◆ Objective A ◆
According to the book review below, how many stories make up Chavisa Woods' collection?
◆ Objective B ◆
Continue the review of Chavisa Woods' story collection from the point where it stops.

◆ Excerpted text ◆
[Seven Stories Press; 2017]
Were the eight stories that comprise Chavisa Woods’ collection Things to Do When You’re Goth in the Country & Other Stories to be mapped, they might best be visualized as a series of Venn diagrams. In the center of each would be a word referencing an artifact of the American south, while one “wing” would describe a common cultural narrative about that artifact and the other would be a metaphysical explanation for its existence. In the center of one, for example, we might have “guns.” In the left wing we might see “paranoid allegiance to the second amendment”; in the right, “a tool that is rendered useless, indeed forgotten, upon the arrival of glowing green orbs of mysterious origin in the backyard.” In another, “meth” might be the focal point of our diagram. In this case, the left side of our diagram might say something about the abject misery of poverty, barriers to healthcare and holistic treatment, and our tendency to consider addiction a personal moral failing; in the right, we might see analysis of the drug as both a cause and escape from existing as the walking dead. Of course, the things you consider phenomena, artifacts, and narratives both true and false would come to represent different parts of the diagram, depending on your vantage point.
“The country” has always held a dominant place in the stories that America tells about itself, imbued with popular understandings of national identity, character, and history. This is certainly no less true since the 2016 presidential election, as demonstrated by the seemingly endless retrospective attempts of befuddled city dwellers to understand the motivations of white rural Trump voters. But most of these analyses take for granted too many assumptions about who rural Americans are and what life is truly like in the country to offer much insight. It is apparent that, for too many authors of these sociological investigations, their subjects are a newly emerged population that they are considering seriously for the first time. The stories of Woods’ collection are somewhat fantastical and take place pre-president Trump, against the background of the Gulf War, the Clinton and Obama administrations, yet offer a more sympathetic, interesting, and downright wacky look at small town U.S.A., reminding us that weird America has been here all along.
Throughout these stories, Woods’ characters positions themselves as of the country, but also alien to it. It is where they are from as well as from where they have fled. They are compelled to return after swearing they never will because they were ostracized for being gay, or atheist, or simply because they look strange. Their experiences reflect a tension between dark, painful reality and the tenuous bonds that make it survivable. Her character’s perspectives, therefore, are simultaneously insightful, heartfelt, and often hilarious.

◆ Recorded information ◆
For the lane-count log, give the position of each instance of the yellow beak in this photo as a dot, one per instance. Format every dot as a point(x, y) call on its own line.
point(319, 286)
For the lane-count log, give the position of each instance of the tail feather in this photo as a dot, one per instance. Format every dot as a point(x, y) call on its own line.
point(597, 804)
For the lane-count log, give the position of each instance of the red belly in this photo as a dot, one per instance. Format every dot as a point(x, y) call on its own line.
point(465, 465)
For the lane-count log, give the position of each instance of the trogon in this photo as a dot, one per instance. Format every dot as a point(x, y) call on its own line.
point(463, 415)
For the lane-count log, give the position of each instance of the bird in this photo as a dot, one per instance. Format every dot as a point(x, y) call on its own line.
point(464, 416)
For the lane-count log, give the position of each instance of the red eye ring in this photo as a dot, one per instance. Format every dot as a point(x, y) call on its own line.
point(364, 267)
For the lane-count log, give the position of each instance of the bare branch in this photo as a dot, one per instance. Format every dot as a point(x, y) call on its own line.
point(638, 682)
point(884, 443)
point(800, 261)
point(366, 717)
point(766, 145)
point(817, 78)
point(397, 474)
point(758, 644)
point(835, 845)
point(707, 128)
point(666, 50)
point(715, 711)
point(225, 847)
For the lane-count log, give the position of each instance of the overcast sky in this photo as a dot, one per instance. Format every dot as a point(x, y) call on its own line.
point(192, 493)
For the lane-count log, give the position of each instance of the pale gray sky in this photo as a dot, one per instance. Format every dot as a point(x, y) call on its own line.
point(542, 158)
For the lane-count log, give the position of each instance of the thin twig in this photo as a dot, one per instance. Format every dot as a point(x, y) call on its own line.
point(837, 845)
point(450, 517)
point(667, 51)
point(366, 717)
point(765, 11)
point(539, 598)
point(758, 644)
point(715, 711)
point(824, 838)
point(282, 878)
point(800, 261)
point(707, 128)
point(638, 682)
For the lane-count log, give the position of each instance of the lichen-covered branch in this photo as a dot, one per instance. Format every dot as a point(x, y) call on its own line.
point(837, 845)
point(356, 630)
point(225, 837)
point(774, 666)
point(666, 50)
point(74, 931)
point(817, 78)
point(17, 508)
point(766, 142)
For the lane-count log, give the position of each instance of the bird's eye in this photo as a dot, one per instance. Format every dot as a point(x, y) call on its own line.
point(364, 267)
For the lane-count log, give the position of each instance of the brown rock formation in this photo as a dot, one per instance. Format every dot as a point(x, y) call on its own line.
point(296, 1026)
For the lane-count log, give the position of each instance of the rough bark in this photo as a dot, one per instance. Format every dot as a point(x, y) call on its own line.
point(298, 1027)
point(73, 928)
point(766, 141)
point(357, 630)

==

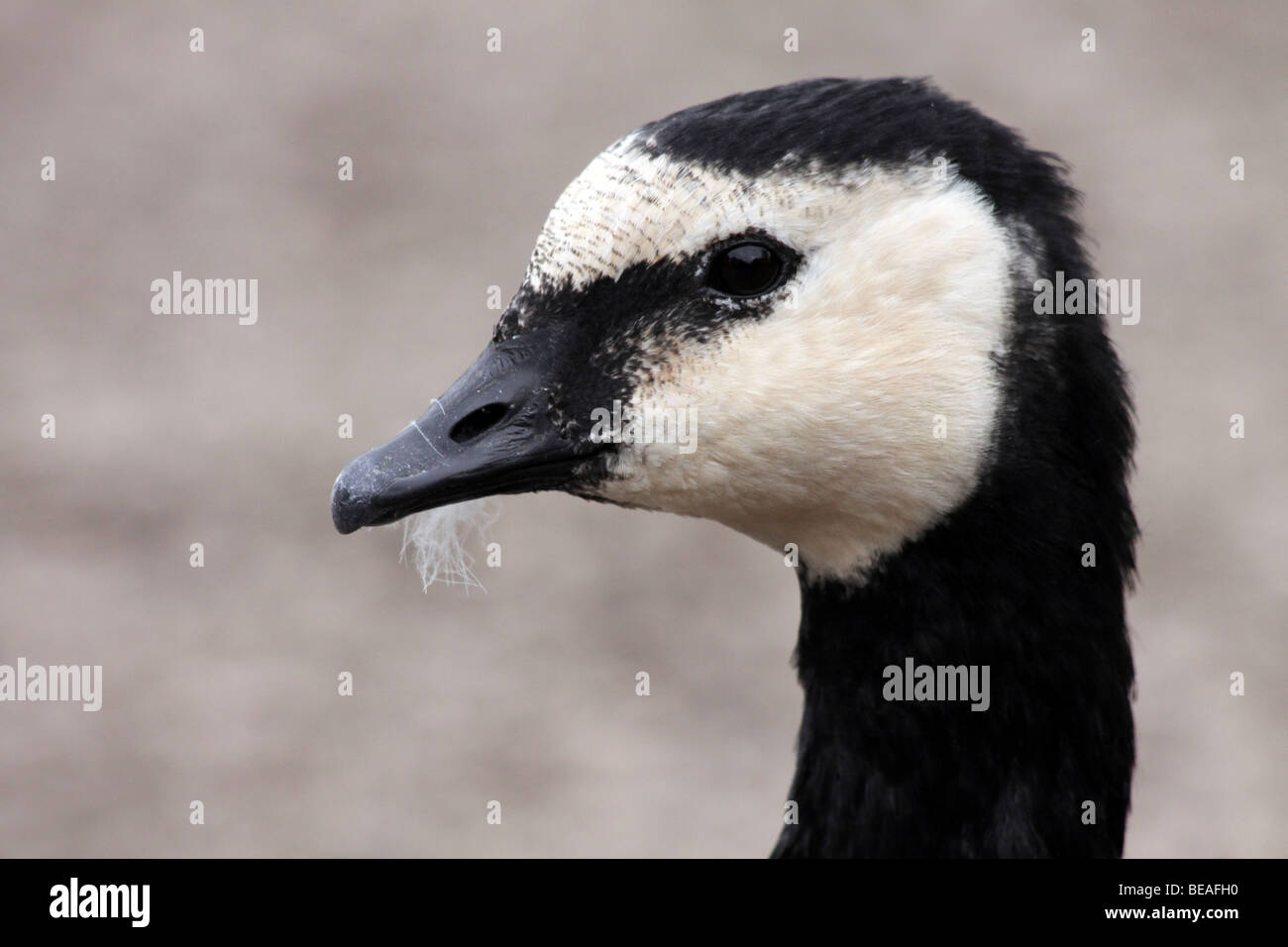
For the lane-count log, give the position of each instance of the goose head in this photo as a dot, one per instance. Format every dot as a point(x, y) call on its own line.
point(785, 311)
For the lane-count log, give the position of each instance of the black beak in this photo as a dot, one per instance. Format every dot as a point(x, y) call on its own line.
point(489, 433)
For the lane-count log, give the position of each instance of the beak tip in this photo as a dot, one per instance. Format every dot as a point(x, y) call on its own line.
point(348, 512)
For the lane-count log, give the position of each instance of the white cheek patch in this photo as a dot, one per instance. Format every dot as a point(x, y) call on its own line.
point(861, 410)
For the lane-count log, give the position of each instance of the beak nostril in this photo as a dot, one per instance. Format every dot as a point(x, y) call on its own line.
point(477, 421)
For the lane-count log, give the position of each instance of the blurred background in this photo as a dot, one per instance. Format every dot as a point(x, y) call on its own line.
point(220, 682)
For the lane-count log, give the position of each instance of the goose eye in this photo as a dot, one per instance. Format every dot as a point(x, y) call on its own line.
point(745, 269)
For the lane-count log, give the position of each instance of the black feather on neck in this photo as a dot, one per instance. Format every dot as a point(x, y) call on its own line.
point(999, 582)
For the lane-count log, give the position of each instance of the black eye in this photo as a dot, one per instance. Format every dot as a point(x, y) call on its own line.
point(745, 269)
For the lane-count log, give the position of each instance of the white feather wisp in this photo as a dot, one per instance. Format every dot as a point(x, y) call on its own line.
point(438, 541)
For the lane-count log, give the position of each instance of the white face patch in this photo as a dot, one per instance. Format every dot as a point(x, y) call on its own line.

--

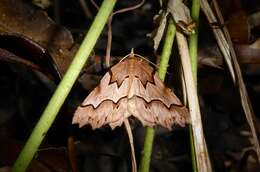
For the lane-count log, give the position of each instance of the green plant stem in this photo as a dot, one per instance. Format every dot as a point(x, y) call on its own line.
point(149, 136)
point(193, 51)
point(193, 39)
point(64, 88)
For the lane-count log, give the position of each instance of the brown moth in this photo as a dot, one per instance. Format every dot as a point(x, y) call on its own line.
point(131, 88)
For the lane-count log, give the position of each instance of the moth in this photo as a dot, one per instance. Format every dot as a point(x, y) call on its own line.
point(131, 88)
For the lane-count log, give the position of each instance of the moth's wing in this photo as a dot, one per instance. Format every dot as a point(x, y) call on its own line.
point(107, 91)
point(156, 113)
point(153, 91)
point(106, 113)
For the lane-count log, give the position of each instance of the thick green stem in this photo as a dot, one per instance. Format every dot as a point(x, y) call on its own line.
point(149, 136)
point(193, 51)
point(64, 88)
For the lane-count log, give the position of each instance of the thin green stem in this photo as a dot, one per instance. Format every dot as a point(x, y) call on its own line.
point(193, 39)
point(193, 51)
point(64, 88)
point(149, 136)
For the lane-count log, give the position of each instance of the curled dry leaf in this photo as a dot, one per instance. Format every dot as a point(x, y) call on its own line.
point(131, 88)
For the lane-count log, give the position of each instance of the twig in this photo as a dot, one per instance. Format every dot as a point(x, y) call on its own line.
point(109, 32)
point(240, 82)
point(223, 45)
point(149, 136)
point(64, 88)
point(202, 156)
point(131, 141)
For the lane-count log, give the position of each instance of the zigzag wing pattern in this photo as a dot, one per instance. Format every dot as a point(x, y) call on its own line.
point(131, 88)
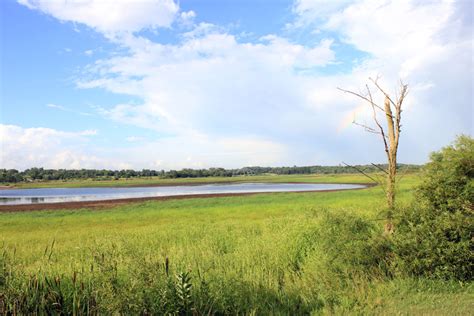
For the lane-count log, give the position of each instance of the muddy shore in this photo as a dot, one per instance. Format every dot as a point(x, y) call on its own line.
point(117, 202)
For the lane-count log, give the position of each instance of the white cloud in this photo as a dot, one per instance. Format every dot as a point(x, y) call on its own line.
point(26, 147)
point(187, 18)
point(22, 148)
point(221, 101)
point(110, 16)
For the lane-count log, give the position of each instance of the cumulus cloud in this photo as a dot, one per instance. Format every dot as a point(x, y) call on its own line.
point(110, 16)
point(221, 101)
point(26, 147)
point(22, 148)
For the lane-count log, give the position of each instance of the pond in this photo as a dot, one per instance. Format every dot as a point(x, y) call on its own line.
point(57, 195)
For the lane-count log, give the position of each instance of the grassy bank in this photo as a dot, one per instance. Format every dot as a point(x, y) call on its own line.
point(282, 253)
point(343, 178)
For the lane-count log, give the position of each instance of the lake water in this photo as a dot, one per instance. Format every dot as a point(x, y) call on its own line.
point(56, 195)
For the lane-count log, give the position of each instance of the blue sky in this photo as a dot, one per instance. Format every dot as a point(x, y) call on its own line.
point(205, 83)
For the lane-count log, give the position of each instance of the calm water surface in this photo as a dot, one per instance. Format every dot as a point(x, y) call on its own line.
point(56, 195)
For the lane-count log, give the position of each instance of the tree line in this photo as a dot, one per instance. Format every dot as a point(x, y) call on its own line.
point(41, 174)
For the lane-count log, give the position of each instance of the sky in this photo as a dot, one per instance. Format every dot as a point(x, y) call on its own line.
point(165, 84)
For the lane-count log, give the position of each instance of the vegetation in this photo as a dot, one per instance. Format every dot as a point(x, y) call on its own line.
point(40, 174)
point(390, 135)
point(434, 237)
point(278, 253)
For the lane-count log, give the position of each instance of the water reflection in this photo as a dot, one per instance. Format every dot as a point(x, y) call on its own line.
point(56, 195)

◆ Result A ◆
Eight

◆ Result B ◆
In the first story, “How to Stop Smoking in Nineteen Thousand Two Hundred and Eighty-Seven Seconds, Usama”, a New York City ex-pat reticently returns to rural Illinois, where she finds herself holed up in a trailer with her younger brother and his cousin who is hiding from the cops. She is surprised and initially horrified to find that she is invested in his evasion, though he is wanted for manslaughter (second degree) and rape (statutory) and she is “not the kind of lady who usually sides with convicted rapists wanted for manslaughter.” But these kids are victim to BS “Good Samaritan” laws and, after suggesting they call the ACLU (an organization they have never heard of), she berates herself for being “a stupid little faggot,” in “stupid little art-fag clothes . . . talking at them with my faggoty, self-educated voice, telling them my faggoty New York ideas. I’m such a queer faggot, I was even thinking about Michel Foucault.” But when the green glowing alien orbs that her brother and his cousin warn her are proliferating in the meadow cleared by meth cooks behind their trailer turn out to be real, and when the mucus in her chain smoker’s chest starts to develop a monstrous personality of its own, when she realizes “how much sad death, murder, and suicide” she’d seen there in comparison to New York and “how ironic that seemed,” the power dynamics between them start to shift.
In the particularly somber story “Zombie,” a young tomboy and her friend happen upon a figure in the cemetery late one night. Unsure at first if she is real or hallucination, dead or alive, they listen to a bevy of mixed-up stories that are meant to explain the marks of her abuse and her home within a tomb. They are old enough to know that this woman is a homeless, drug-addled prostitute and that she is sad, but young enough to get caught up in a fantasy that she is their friend, a cool older sister figure who buys them alcohol and shares their secrets. For them, she exists somewhere between their childhood and adolescence, their imaginations and their nightmares. In a way, she belongs to them. But the cemetery, that universal haunt of goth teens everywhere, cannot remain their place of peace and play when it ceases to be a place “where the dead left us alone.” The shortest story in the collection, “A Little Aside,” is narrated by a woman who exists in a similarly liminal state to the “zombie,” disenfranchised through lack of access to education, legal aid, and sexual violence. This liminal state is important because, as she puts it, “things have a way of showing you their true selves when they’re transitioning. Their true selves is there in the moment between, when they go into the space between, like how the moment between calm and anger, you see what a person really is; if they are a scared person, or a sad person, of just a hard motherfucker.” And there are beasts within us all.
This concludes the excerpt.